- [EXERCISE BRIEF]: Keep only the lines that hold the string "beam", filtering out the rest of the entries below.

- [EXCERPTED DATA]:
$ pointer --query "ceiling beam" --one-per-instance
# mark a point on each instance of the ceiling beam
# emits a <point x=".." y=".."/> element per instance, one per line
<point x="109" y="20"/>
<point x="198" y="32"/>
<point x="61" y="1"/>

- [ANSWER BOX]:
$ pointer --query "ceiling beam" --one-per-instance
# mark a point on each instance of the ceiling beam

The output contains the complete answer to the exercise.